### Source text
The physics of neutrinos, antimatter and dark matter in astrophysics is explored. More specifically, solar neutrinos and the solar composition problem, the origin of positrons in our galaxy, and possible axion signals as dark matter candidates.
Extensions of the standard model are studied to explain the origin of the matter-antimatter asymmetry observed in the Universe, as well as its possible implications for experiments.
Search for candidates for the bulk of the non-luminous matter in the Universe. Theoretical study of different models providing dark matter candidates and their signals in direct or indirect detection experiments, as well as in cosmological observables.
Analysis of ATLAS and LHCb data at the LHC accelerator and physics studies for future linear accelerators.
Development of new detection techniques and systems for particle physics based on silicon detectors (micro-bands and pixels) for the new colliders, HL-LHC and the future linear collider (ILC).
Development of distributed computing using GRID techniques.
Within the ATLAS-CERN collaboration: design and development of data acquisition systems for nuclear and high energy physics applications. Use of digital technologies based on microprocessors, signal processors (DSP) and reconfigurable logic devices (FPGA).
Analysis of data from the ANTARES and KM3NeT neutrino telescopes: study of cosmic neutrino sources, indirect search for dark matter and measurement of the neutrino mass hierarchy. Participation in the construction of KM3NeT: time calibration and design of the data acquisition control cards.
The associated phenomena of flavour-changing processes and CP symmetry violation have profound implications for our knowledge of the Universe and, in particular, are related to the observed large asymmetry between matter and antimatter.
Aims of study: Study of extended models with tau dipole moment. Properties of the dipole moments. Precise determination and how it can be measured at LHC. H/A interferometry of quasi-degenerate Higgs bosons with opposite CP. H/A mixing: CP violation effects.
Study of the properties of baryons and mesons by means of quark models and phenomenological interactions.
This line studies the interactions between hadrons and between hadrons and the nuclear medium, using effective theories, constructed from QCD symmetries, perturbative and non-perturbative methods. Special emphasis is given to topics related to the scientific programme of the FAIR laboratory.
Study of hadron spectra and hadron-hadron interaction using potential models for the interaction between quarks. Relation of phenomenological results to Quantum Chromodynamics.
Study of the quark-quark interaction through the analysis of the hadron spectrum and its application to the search for exotic multi-quark states.
The formulation of quantum field theories in a space-time lattice allows them to be solved from first principles by means of numerical simulations. Our aim is to apply this method to hadronic physics in QCD and to theories with dynamical symmetry breaking.
The aim is to study the properties of extensions of the Standard Model in more than 3+1 dimensions and the possibility of constructing phenomenologically viable models.

### Input records
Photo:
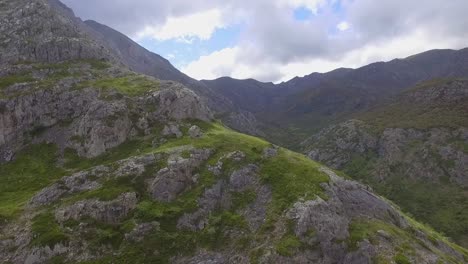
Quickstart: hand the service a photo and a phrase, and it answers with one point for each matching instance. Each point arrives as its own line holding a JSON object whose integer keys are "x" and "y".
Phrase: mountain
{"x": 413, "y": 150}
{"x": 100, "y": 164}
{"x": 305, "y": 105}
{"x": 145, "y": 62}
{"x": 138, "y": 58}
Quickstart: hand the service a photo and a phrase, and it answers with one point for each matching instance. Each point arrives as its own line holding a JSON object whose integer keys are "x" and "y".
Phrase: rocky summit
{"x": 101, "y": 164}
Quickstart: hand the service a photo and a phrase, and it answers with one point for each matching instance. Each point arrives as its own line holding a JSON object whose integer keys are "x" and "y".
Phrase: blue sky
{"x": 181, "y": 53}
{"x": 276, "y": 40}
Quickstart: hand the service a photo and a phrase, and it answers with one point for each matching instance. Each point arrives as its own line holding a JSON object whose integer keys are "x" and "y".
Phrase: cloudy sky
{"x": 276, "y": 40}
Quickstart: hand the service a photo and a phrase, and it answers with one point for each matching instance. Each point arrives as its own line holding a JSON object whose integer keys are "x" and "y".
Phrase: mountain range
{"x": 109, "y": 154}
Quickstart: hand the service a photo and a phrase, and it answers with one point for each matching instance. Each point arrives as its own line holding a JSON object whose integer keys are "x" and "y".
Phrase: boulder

### Stated task A
Quote the particle physics text between "Extensions of the standard model are" and "linear collider (ILC).", inclusive.
### Stated task B
Replace "service" with "tool" throughout all the entries and write them out again otherwise unchanged, leaving out the pictures.
The particle physics text and the entries come from separate sources.

### Correct answer A
Extensions of the standard model are studied to explain the origin of the matter-antimatter asymmetry observed in the Universe, as well as its possible implications for experiments.
Search for candidates for the bulk of the non-luminous matter in the Universe. Theoretical study of different models providing dark matter candidates and their signals in direct or indirect detection experiments, as well as in cosmological observables.
Analysis of ATLAS and LHCb data at the LHC accelerator and physics studies for future linear accelerators.
Development of new detection techniques and systems for particle physics based on silicon detectors (micro-bands and pixels) for the new colliders, HL-LHC and the future linear collider (ILC).

### Correct answer B
Photo:
Quickstart: hand the tool a photo and a phrase, and it answers with one point for each matching instance. Each point arrives as its own line holding a JSON object whose integer keys are "x" and "y".
Phrase: mountain
{"x": 413, "y": 150}
{"x": 100, "y": 164}
{"x": 305, "y": 105}
{"x": 145, "y": 62}
{"x": 138, "y": 58}
Quickstart: hand the tool a photo and a phrase, and it answers with one point for each matching instance. Each point arrives as its own line holding a JSON object whose integer keys are "x" and "y".
Phrase: rocky summit
{"x": 101, "y": 164}
Quickstart: hand the tool a photo and a phrase, and it answers with one point for each matching instance. Each point arrives as its own line holding a JSON object whose integer keys are "x" and "y".
Phrase: blue sky
{"x": 181, "y": 53}
{"x": 276, "y": 40}
Quickstart: hand the tool a photo and a phrase, and it answers with one point for each matching instance. Each point arrives as its own line holding a JSON object whose integer keys are "x" and "y".
Phrase: cloudy sky
{"x": 276, "y": 40}
Quickstart: hand the tool a photo and a phrase, and it answers with one point for each matching instance. Each point arrives as its own line holding a JSON object whose integer keys are "x" and "y".
Phrase: mountain range
{"x": 109, "y": 154}
Quickstart: hand the tool a photo and a phrase, and it answers with one point for each matching instance. Each point arrives as its own line holding a JSON object whose integer keys are "x" and "y".
Phrase: boulder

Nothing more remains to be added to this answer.